▶ **THE EXERCISE**: Copy the data below word for word, but leave out the pictures.
** Start **
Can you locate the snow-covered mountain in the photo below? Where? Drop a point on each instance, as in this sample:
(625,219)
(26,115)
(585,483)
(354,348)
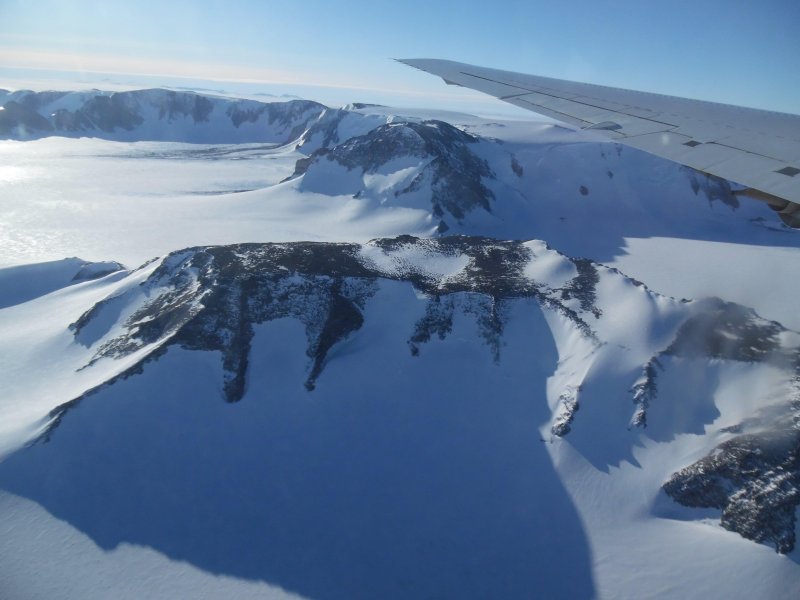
** End **
▶ **EXPECTED OUTPUT**:
Can you locate the snow-covered mountain in the photo below? Where? Drop a point on each instance, as in this sample:
(625,219)
(26,115)
(585,483)
(354,348)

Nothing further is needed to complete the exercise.